• Request:
Reproduce every one of the rows below word for word, keeping them in their original order.

• Input for this task:
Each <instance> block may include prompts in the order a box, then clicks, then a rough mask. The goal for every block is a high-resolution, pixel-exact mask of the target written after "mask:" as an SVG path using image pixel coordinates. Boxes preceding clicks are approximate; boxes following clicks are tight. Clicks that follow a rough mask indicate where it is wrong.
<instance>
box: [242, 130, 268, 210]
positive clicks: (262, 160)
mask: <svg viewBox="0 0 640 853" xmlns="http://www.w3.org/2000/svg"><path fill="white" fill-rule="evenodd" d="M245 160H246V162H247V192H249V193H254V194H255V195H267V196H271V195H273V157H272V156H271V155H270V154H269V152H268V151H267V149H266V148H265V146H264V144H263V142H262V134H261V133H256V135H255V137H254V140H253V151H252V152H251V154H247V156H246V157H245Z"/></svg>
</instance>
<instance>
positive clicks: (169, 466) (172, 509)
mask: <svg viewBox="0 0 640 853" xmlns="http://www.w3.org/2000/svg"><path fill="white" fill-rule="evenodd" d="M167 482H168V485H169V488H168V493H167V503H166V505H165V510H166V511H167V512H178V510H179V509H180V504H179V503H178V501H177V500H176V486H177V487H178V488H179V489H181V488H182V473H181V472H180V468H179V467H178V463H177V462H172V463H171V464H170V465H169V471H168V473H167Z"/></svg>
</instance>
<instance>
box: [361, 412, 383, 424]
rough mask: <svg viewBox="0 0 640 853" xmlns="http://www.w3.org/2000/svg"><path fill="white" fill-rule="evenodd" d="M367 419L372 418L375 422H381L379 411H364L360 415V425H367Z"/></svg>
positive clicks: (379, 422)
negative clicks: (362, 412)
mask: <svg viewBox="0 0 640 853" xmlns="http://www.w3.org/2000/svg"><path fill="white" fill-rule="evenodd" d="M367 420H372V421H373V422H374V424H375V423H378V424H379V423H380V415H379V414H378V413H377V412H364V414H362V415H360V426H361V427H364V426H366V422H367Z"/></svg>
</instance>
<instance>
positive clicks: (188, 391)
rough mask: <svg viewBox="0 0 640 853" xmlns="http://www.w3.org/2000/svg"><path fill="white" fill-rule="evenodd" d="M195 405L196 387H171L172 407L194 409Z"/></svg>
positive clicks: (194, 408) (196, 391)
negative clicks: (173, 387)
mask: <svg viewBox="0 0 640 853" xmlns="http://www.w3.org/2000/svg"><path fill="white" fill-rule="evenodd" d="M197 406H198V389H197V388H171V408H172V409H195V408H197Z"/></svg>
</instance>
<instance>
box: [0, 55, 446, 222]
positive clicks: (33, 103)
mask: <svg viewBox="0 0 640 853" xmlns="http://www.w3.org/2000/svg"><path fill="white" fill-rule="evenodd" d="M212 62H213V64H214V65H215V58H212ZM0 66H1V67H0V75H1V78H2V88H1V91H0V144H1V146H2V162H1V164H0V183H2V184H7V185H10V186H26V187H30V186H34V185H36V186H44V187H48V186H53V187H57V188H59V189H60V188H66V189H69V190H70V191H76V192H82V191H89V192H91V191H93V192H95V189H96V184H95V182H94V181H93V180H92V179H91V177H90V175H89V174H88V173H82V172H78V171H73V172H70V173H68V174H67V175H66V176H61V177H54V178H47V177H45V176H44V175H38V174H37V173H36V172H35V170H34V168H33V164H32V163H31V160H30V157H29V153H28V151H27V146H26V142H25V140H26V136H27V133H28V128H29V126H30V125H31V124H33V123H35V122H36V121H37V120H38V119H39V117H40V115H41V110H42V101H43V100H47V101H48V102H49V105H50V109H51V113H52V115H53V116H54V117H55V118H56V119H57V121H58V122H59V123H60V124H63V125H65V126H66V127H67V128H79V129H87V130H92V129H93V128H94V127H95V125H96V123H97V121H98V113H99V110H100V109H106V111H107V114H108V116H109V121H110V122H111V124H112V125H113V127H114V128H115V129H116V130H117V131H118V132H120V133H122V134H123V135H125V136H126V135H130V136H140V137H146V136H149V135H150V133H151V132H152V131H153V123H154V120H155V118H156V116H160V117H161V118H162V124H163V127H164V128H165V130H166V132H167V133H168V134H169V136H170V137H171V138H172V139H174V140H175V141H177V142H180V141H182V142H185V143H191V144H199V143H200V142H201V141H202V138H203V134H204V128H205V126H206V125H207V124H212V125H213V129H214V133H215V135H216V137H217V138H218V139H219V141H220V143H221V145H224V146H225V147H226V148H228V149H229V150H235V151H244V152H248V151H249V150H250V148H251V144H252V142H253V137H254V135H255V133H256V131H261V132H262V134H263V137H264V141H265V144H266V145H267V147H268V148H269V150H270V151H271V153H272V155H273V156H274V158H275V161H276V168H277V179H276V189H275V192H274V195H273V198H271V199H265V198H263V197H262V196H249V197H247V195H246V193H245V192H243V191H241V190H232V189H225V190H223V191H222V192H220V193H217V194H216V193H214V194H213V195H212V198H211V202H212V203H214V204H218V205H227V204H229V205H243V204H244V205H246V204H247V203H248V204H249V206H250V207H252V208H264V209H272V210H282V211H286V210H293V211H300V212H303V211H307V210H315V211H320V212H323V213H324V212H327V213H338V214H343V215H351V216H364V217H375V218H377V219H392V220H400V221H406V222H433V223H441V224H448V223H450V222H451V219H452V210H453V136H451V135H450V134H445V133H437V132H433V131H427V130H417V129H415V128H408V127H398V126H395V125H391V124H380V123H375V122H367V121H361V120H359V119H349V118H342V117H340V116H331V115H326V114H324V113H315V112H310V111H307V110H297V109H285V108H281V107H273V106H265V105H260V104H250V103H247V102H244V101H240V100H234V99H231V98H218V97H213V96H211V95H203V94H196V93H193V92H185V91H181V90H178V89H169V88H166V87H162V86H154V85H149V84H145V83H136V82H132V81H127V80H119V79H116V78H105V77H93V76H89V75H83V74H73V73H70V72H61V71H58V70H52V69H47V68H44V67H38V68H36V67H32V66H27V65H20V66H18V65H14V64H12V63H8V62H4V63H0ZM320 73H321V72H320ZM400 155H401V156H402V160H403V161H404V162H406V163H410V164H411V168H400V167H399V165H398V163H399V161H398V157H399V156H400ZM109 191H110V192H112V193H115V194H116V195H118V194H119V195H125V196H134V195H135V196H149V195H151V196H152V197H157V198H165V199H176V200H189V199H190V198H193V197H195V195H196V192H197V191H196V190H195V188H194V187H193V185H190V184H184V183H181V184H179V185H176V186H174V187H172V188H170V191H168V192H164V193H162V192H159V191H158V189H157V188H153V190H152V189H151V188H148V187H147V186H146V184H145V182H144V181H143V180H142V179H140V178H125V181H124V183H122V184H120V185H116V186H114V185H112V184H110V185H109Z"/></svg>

• Solved problem:
Each <instance> block may include prompts in the order a box, then clicks, then a rough mask. The goal for every block is a high-resolution, pixel-exact mask of the target written after "mask:" as an SVG path using image pixel coordinates. Boxes preceding clicks are approximate; boxes following clicks are tight. Clicks that follow a rough mask indicate where it is wrong.
<instance>
box: [242, 130, 268, 210]
positive clicks: (262, 160)
mask: <svg viewBox="0 0 640 853" xmlns="http://www.w3.org/2000/svg"><path fill="white" fill-rule="evenodd" d="M245 160H246V162H247V192H249V193H254V194H255V195H267V196H271V195H273V157H272V156H271V155H270V154H269V152H268V151H267V149H266V148H265V146H264V144H263V142H262V134H261V133H256V135H255V137H254V140H253V151H252V152H251V154H247V156H246V157H245Z"/></svg>
</instance>
<instance>
positive clicks: (169, 466) (172, 509)
mask: <svg viewBox="0 0 640 853" xmlns="http://www.w3.org/2000/svg"><path fill="white" fill-rule="evenodd" d="M167 482H168V485H169V488H168V493H167V503H166V505H165V510H166V511H167V512H178V510H179V509H180V504H179V503H178V501H177V500H176V486H177V487H178V488H179V489H181V488H182V473H181V472H180V468H179V467H178V463H177V462H172V463H171V464H170V465H169V471H168V473H167Z"/></svg>
</instance>
<instance>
box: [361, 412, 383, 424]
rough mask: <svg viewBox="0 0 640 853" xmlns="http://www.w3.org/2000/svg"><path fill="white" fill-rule="evenodd" d="M367 419L372 418L375 422H381L379 411H364L360 415V425H367Z"/></svg>
positive clicks: (379, 422)
negative clicks: (362, 412)
mask: <svg viewBox="0 0 640 853" xmlns="http://www.w3.org/2000/svg"><path fill="white" fill-rule="evenodd" d="M367 420H372V421H373V422H374V424H375V423H378V424H379V423H380V415H379V414H378V413H377V412H364V414H362V415H360V426H361V427H364V426H366V422H367Z"/></svg>
</instance>
<instance>
positive clicks: (188, 391)
rough mask: <svg viewBox="0 0 640 853" xmlns="http://www.w3.org/2000/svg"><path fill="white" fill-rule="evenodd" d="M195 405L196 387H171L172 407L194 409Z"/></svg>
positive clicks: (194, 408) (196, 391)
negative clicks: (173, 387)
mask: <svg viewBox="0 0 640 853" xmlns="http://www.w3.org/2000/svg"><path fill="white" fill-rule="evenodd" d="M197 406H198V389H197V388H171V408H172V409H195V408H197Z"/></svg>
</instance>
<instance>
box: [0, 55, 446, 222]
positive clicks: (33, 103)
mask: <svg viewBox="0 0 640 853" xmlns="http://www.w3.org/2000/svg"><path fill="white" fill-rule="evenodd" d="M212 62H213V64H214V65H215V58H212ZM0 66H1V67H0V75H1V78H2V88H1V91H0V144H1V146H2V162H1V164H0V183H2V184H7V185H10V186H26V187H30V186H34V185H36V186H44V187H48V186H53V187H57V188H59V189H60V188H66V189H69V190H70V191H76V192H82V191H89V192H91V191H93V192H95V189H96V184H95V182H94V181H93V180H92V179H91V177H90V175H89V174H88V173H82V172H78V171H73V172H70V173H68V174H67V175H66V176H61V177H54V178H47V177H45V176H44V175H38V174H37V173H36V172H35V170H34V168H33V164H32V163H31V160H30V157H29V153H28V151H27V146H26V142H25V140H26V136H27V133H28V128H29V126H30V125H31V124H33V123H35V122H36V121H37V120H38V119H39V117H40V115H41V110H42V101H43V100H47V101H48V102H49V105H50V109H51V113H52V115H53V116H54V117H55V118H56V119H57V121H58V122H59V123H60V124H63V125H65V126H66V127H67V128H79V129H87V130H92V129H93V128H94V127H95V125H96V123H97V121H98V113H99V110H100V109H106V111H107V114H108V116H109V121H110V122H111V124H112V125H113V127H114V128H115V129H116V130H117V131H118V132H120V133H122V134H123V135H125V136H126V135H130V136H140V137H146V136H149V135H150V133H151V132H152V131H153V123H154V120H155V118H156V116H160V117H161V118H162V124H163V127H164V128H165V130H166V132H167V133H168V134H169V136H170V137H171V138H172V139H174V140H175V141H177V142H180V141H182V142H185V143H191V144H199V143H200V142H201V141H202V138H203V134H204V128H205V126H206V125H207V124H212V125H213V129H214V133H215V135H216V137H217V138H218V139H219V141H220V143H221V145H224V146H225V147H226V148H228V149H229V150H235V151H244V152H248V151H249V150H250V148H251V144H252V142H253V137H254V135H255V133H256V131H261V132H262V134H263V137H264V141H265V144H266V145H267V147H268V148H269V150H270V151H271V153H272V155H273V156H274V158H275V161H276V168H277V179H276V189H275V192H274V195H273V198H271V199H265V198H263V197H262V196H249V197H247V195H246V193H245V192H243V191H241V190H232V189H225V190H223V191H222V192H220V193H217V194H216V193H214V194H213V195H212V198H211V202H212V203H214V204H218V205H227V204H229V205H243V204H244V205H246V204H247V203H248V204H249V206H250V207H252V208H264V209H272V210H282V211H286V210H293V211H300V212H303V211H307V210H315V211H320V212H323V213H324V212H327V213H338V214H343V215H351V216H364V217H375V218H377V219H392V220H400V221H406V222H433V223H441V224H448V223H450V222H451V219H452V210H453V136H451V135H450V134H445V133H437V132H433V131H427V130H417V129H415V128H408V127H398V126H395V125H391V124H380V123H375V122H367V121H361V120H359V119H349V118H342V117H340V116H331V115H326V114H324V113H315V112H310V111H307V110H297V109H285V108H281V107H273V106H265V105H260V104H250V103H247V102H244V101H240V100H234V99H231V98H218V97H213V96H211V95H203V94H196V93H193V92H185V91H181V90H178V89H169V88H166V87H162V86H154V85H149V84H145V83H136V82H132V81H127V80H119V79H116V78H105V77H93V76H89V75H83V74H73V73H70V72H61V71H58V70H52V69H47V68H44V67H38V68H36V67H32V66H27V65H20V66H18V65H14V64H12V63H8V62H4V63H0ZM320 73H321V72H320ZM400 155H401V156H402V160H403V161H404V162H406V163H410V164H411V168H400V167H399V165H398V163H399V161H398V157H399V156H400ZM109 191H110V192H112V193H115V194H116V195H118V194H119V195H125V196H134V195H135V196H149V195H151V196H152V197H157V198H165V199H176V200H189V199H190V198H193V197H195V195H196V192H197V191H196V190H195V188H194V187H193V185H190V184H184V183H181V184H179V185H176V186H174V187H172V188H170V191H168V192H164V193H162V192H159V191H158V189H157V188H153V190H152V189H151V188H148V187H147V186H146V184H145V182H144V181H143V180H142V179H140V178H125V181H124V183H122V184H120V185H116V186H114V185H112V184H110V185H109Z"/></svg>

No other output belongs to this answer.